[Written request]
Pictures stay out; everything else in the records below is copied exactly.
-------- Records shown --------
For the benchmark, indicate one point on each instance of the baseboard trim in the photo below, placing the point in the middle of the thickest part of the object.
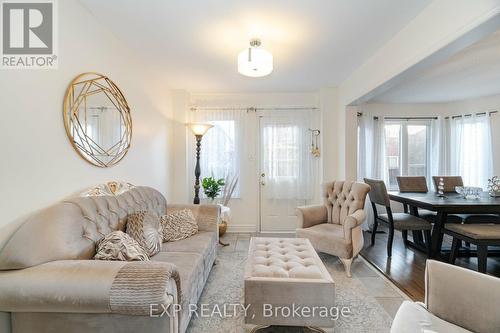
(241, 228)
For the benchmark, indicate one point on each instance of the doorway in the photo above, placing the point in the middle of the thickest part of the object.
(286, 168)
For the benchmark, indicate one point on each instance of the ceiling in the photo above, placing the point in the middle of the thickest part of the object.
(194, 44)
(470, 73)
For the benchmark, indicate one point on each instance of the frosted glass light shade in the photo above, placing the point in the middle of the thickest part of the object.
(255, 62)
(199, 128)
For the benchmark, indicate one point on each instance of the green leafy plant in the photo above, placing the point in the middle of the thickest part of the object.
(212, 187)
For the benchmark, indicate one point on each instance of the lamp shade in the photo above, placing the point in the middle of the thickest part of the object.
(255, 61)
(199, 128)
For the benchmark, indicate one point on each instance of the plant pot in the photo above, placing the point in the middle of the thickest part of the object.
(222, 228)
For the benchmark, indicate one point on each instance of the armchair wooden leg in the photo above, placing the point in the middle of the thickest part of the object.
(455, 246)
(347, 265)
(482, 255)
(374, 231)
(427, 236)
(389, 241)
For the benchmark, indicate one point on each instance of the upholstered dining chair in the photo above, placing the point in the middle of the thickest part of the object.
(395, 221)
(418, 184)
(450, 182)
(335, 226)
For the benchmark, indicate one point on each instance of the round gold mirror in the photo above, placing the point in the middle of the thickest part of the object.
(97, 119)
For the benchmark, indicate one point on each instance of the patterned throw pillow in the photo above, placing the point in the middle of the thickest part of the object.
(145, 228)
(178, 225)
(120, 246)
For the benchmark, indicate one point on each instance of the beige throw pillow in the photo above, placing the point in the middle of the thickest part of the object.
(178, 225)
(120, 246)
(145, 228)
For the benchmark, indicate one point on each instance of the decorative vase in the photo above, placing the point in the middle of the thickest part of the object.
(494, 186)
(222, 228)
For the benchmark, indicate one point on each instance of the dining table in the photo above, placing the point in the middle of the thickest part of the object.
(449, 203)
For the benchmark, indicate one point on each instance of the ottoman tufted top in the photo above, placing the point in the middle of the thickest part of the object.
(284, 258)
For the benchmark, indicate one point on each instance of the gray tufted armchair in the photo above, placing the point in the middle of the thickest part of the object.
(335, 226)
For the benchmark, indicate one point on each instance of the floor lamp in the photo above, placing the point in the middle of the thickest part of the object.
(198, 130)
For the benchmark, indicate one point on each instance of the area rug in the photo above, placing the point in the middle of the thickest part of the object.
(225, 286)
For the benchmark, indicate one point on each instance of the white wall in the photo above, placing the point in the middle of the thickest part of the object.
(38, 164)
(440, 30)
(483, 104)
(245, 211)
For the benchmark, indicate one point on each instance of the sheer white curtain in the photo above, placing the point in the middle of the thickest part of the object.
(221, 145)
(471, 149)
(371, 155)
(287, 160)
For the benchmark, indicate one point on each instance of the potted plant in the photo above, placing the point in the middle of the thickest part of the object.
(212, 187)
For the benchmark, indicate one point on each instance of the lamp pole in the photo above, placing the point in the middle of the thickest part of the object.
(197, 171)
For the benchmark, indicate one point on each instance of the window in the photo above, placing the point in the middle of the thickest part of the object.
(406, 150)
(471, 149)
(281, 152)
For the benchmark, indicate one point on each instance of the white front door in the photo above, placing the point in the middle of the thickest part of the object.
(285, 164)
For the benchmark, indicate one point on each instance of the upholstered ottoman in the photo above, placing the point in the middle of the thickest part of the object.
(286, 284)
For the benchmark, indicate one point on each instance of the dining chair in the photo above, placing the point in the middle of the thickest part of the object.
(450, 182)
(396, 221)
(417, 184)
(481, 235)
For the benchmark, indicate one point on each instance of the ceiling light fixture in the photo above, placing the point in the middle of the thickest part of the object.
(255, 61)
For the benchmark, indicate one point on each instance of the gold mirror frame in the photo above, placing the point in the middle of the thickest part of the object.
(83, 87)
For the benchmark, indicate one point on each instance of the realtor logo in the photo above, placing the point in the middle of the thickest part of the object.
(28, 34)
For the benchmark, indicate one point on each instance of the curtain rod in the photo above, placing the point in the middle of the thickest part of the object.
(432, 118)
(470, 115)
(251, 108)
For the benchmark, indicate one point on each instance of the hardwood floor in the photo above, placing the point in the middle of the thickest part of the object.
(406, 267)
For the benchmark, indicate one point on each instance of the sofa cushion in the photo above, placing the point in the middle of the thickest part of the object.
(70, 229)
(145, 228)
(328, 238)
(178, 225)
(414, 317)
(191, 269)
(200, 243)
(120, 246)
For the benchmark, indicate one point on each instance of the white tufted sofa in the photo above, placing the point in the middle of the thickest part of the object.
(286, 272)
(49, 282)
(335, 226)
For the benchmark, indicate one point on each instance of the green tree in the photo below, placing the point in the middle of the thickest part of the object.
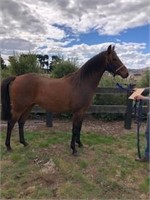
--------
[Worked solution]
For the benchmark, indicate one point on each instance of the baseboard trim in the photo below, placing the point in the middle of the thickest part of the object.
(241, 228)
For the benchmark, indicate one point on each instance of the doorway in the photo above, placing the point in the middle of the thickest part of the object.
(286, 168)
For the benchmark, indicate one point on each instance of the ceiling in the photo above, placing the point in the middle of the thickest part of the object.
(194, 44)
(470, 73)
For the benchmark, indicate one point on each instance of the frosted glass light shade in the photo above, placing the point in the middle of the thickest part of the object.
(255, 62)
(199, 128)
For the benchmark, indicate one point on each instance of the green leafy plant in the photo above, placing the point in the middle of the thickest part of the object.
(212, 187)
For the benchmark, indicate one point on each instance of the lamp shade in the photo above, placing the point in the middle of the thickest part of the object.
(255, 61)
(199, 128)
For the benchmark, indicate one point on each instance of the plant pot in the photo above, placing the point in the middle of the thickest part of the object.
(222, 228)
For the benchmark, indicate one point on each instance of the armchair wooden leg in the photo above, placing the point in the middle of the thickest part of the object.
(455, 246)
(347, 265)
(482, 255)
(374, 231)
(427, 236)
(389, 241)
For the benchmark, indicate one point on each instance of the upholstered dining chair in the photo above, placing the point in the middle of the thickest part of the object.
(395, 221)
(418, 184)
(450, 182)
(335, 226)
For the benchmark, indicate one point on each instance of the round gold mirror in the photo above, placing the point in the middle of the thickest part of the object.
(97, 119)
For the benchmark, indicate one point on each instance of the patterned throw pillow in the photo above, placing the point in the middle of the thickest part of the object.
(145, 228)
(178, 225)
(120, 246)
For the benchmark, indicate one point on each instance of the beige throw pillow in the photo above, placing the point in the middle of the thickest part of the object.
(178, 225)
(120, 246)
(145, 228)
For the benchmark, indicate one point on each instance of the decorative vase in the photo above, placing the point in the middle of the thickest part of the object.
(494, 186)
(222, 228)
For the benchmark, indicate one point on each instance of the dining table in the photo above, placing the point in the middle of the thickest part of the object.
(449, 203)
For the benchmark, indicate one point on each instance of the ottoman tufted top in the photo above, placing the point in the middle of the thickest part of the object.
(284, 258)
For the benchmark, indicate one point on each instance of the gray tufted armchair in the photo above, placing the point in the middle of the thickest part of the object.
(335, 226)
For the benchmark, indicate one point on each instance of the floor lamp in the photo above, placing the point in the middle of the thickest part of the object.
(198, 130)
For the benchmark, indicate one point on each instance of the area rug in the photo above, placing the point in the middle of the thickest part of the object.
(225, 286)
For the benchmark, indicate one point on each instance of the white wall in the photo above, placing the point in the middle of the thickest part of the object.
(38, 164)
(440, 30)
(483, 104)
(245, 211)
For the benchmark, indicate one point on each instance of the sheer white curtain in the photo above, placing the point in the middle of the thickest part of the object.
(221, 145)
(471, 149)
(371, 155)
(287, 160)
For the benchmark, indicate one point on each instance of the potted plant in the photo above, placing the point in the middle of the thickest part of the object.
(212, 187)
For the benchmark, indicate one point on each instance of the lamp pole in the photo above, placing the point in the middle of the thickest part of the object.
(197, 171)
For the benchmark, indicate one point on each instance of the window in the photo above, placing the point in the middle of the thickest part of the object.
(406, 150)
(471, 149)
(281, 152)
For the benchmark, indicate one point on each instance of the white front door in the photo above, placing the point in the middle of the thickest part of the object.
(285, 164)
For the benchmark, indicate one point on each instance of the upholstered ottoman in the photo above, placing the point in the middle of the thickest part of the object.
(286, 284)
For the benchmark, indicate one point on each instance of the dining chair in the photo above, placing the point in the middle of the thickest part of the object.
(450, 182)
(396, 221)
(417, 184)
(481, 235)
For the benchmark, indicate one point on each instance of the ceiling light fixture in the photo above, placing the point in the middle of the thickest part of the object.
(255, 61)
For the benchmark, indicate one point on each instance of the gold mirror frame in the photo above, placing the point in the middle of the thickest part of the object.
(83, 87)
For the benchmark, indicate one point on each instance of the realtor logo in the photo above, placing the point in the middle of the thickest part of the object.
(28, 34)
For the benchmark, indicate one point on each instance of the curtain rod in the photo above, placing the point in the middle of the thickest part of the object.
(432, 118)
(470, 115)
(251, 108)
For the benchmark, indicate one point on each instance of the hardwood floor in the photo above, placing the point in the middle of the thickest part of the object.
(406, 267)
For the benchmark, indicate one point on each instance of the sofa cushion in the photo above, placing the point in the middle of the thickest part of the object.
(70, 229)
(145, 228)
(328, 238)
(178, 225)
(414, 317)
(191, 269)
(200, 243)
(120, 246)
For the benchmark, indicate one point on each instance of the white tufted sofa in the photo above, placing the point in the middle of the thickest part of the object.
(286, 272)
(49, 282)
(335, 226)
For the benchmark, indicate one point on each instance of the green tree in the photo below, placing the point in the middle of the thickest part of the object.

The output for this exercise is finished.